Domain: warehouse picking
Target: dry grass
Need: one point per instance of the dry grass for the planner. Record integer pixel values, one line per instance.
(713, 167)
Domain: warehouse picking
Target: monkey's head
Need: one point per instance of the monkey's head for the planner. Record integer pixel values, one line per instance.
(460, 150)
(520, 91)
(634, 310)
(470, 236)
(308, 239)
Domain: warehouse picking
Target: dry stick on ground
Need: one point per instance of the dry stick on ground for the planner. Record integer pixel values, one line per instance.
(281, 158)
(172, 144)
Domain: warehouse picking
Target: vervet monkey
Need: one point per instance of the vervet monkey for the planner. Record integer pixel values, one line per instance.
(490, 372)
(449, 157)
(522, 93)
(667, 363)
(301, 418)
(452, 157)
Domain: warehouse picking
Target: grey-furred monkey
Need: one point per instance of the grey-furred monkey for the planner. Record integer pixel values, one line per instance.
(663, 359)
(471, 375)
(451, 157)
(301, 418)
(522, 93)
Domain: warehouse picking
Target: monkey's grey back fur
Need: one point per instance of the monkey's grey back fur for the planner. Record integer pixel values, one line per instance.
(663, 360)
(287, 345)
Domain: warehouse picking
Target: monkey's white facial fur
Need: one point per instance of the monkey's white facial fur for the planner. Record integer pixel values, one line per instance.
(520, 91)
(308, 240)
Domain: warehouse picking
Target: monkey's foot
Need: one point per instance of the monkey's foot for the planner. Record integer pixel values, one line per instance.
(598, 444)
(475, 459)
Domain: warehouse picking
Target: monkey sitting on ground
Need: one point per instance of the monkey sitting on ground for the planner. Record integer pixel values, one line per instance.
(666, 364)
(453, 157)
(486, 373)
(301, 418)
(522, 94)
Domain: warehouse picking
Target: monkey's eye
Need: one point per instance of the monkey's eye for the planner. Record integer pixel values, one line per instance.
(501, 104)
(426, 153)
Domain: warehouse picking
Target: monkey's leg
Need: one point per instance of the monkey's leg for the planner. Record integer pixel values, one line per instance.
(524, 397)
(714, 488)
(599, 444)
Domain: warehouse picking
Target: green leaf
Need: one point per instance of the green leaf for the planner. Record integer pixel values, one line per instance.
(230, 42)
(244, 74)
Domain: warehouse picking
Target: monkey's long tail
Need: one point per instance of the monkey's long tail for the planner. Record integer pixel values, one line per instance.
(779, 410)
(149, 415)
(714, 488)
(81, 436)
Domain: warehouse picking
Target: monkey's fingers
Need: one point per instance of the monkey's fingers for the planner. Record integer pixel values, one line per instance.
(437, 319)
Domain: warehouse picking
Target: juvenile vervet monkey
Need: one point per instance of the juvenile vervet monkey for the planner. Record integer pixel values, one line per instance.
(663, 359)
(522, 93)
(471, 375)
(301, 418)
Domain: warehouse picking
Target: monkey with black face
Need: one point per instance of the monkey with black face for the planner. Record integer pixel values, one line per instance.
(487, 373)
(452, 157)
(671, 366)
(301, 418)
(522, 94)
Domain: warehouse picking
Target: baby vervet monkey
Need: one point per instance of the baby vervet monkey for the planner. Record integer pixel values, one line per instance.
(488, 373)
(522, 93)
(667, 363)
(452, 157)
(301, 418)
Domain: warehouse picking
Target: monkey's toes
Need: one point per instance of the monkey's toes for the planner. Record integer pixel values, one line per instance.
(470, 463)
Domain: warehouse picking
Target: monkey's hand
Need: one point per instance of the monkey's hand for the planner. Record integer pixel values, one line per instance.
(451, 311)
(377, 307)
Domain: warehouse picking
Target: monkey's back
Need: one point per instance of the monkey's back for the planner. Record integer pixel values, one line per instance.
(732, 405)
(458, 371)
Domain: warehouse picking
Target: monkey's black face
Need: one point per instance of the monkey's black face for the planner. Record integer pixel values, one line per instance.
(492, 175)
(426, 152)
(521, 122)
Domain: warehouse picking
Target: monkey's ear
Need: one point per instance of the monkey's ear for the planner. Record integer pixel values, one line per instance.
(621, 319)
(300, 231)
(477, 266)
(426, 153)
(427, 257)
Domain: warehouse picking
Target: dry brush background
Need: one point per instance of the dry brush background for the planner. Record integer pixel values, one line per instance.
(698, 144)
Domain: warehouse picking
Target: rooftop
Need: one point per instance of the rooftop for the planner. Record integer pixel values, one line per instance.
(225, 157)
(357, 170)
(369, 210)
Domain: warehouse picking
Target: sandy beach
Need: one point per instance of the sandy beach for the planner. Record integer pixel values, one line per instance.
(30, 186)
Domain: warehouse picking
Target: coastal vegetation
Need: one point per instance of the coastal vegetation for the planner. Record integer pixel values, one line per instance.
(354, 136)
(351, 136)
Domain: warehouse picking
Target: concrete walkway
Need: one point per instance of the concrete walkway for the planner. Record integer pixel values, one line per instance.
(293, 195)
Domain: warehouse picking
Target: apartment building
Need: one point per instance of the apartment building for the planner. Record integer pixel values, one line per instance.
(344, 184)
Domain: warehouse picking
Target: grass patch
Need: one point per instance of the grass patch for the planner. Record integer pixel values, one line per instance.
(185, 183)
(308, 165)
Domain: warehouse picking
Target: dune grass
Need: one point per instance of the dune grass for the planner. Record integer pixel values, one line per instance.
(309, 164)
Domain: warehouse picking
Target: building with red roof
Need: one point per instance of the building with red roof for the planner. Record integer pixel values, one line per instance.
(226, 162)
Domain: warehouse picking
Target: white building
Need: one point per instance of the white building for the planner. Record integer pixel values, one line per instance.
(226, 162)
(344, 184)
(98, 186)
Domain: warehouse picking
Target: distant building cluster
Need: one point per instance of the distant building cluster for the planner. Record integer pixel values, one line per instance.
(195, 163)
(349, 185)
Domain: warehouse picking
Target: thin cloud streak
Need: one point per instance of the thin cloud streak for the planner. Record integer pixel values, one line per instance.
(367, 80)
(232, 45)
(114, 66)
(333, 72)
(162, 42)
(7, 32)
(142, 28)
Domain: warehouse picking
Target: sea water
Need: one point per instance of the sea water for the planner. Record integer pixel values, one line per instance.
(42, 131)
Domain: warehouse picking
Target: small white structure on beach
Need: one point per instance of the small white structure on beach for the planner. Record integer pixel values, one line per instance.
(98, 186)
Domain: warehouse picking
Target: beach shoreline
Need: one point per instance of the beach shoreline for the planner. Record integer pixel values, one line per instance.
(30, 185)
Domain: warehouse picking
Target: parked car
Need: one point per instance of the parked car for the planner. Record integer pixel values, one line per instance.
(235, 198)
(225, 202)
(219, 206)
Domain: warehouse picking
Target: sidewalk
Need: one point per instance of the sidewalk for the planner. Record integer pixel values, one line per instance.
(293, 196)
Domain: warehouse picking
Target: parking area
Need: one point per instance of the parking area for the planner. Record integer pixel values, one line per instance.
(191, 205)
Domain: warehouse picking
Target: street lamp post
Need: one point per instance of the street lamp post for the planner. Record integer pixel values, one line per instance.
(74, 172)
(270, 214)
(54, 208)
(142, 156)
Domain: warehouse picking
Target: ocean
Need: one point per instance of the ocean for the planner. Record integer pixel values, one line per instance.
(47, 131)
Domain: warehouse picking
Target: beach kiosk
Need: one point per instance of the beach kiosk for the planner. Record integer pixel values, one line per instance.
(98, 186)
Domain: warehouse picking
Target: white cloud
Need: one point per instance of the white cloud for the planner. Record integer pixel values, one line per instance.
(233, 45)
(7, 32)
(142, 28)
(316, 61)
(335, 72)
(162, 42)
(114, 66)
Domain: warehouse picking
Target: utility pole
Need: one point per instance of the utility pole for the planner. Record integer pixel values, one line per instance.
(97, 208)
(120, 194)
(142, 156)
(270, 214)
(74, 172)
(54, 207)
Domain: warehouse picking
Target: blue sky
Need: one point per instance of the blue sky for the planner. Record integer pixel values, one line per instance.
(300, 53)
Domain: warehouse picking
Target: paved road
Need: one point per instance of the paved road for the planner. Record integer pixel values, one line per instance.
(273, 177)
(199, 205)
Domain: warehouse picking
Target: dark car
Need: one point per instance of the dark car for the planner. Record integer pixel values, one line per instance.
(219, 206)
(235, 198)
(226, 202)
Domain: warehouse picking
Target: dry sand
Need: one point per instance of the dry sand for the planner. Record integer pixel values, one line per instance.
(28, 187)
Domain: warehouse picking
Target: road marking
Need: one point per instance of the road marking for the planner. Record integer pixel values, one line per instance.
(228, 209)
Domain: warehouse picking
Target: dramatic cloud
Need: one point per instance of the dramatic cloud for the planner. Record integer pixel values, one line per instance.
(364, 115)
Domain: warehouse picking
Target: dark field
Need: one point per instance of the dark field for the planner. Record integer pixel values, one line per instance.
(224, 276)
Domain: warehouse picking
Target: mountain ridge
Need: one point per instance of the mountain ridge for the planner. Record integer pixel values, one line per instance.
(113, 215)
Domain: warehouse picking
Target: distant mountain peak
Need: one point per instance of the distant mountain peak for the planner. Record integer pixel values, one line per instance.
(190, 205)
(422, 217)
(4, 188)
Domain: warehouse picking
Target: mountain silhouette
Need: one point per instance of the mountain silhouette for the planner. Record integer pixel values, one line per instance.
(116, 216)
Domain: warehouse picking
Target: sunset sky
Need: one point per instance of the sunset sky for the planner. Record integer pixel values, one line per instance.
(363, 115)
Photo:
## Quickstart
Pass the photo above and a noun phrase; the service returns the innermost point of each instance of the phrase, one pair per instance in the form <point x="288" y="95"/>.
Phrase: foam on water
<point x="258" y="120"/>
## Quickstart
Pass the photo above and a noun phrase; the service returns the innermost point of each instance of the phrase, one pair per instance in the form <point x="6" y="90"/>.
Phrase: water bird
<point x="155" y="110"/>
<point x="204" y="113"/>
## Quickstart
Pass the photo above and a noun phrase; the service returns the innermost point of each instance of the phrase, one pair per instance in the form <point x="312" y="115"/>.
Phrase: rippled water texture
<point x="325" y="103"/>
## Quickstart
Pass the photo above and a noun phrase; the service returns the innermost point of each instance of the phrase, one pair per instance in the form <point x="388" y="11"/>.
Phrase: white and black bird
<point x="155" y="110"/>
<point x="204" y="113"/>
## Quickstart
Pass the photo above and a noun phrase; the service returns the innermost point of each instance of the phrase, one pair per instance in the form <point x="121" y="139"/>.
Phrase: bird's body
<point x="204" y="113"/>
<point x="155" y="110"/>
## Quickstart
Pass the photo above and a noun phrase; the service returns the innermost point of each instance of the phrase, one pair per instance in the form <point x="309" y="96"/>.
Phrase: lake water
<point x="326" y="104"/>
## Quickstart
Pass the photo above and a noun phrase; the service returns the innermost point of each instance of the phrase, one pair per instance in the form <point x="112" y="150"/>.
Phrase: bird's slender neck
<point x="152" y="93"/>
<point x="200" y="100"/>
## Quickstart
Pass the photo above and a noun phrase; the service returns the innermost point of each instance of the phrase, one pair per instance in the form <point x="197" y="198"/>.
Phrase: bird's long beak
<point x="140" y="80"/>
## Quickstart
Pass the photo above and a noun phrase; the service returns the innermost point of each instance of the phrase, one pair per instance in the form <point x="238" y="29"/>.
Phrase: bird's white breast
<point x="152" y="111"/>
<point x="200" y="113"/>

——————————

#### [Aim of the task]
Pick out every line in the material above that contains the word "streak", and copy each of those lines in full.

#### [Problem solution]
Target: thin cloud streak
Need: one point per instance of the thin cloud streak for the planner. Record integer pixel values, one line per instance.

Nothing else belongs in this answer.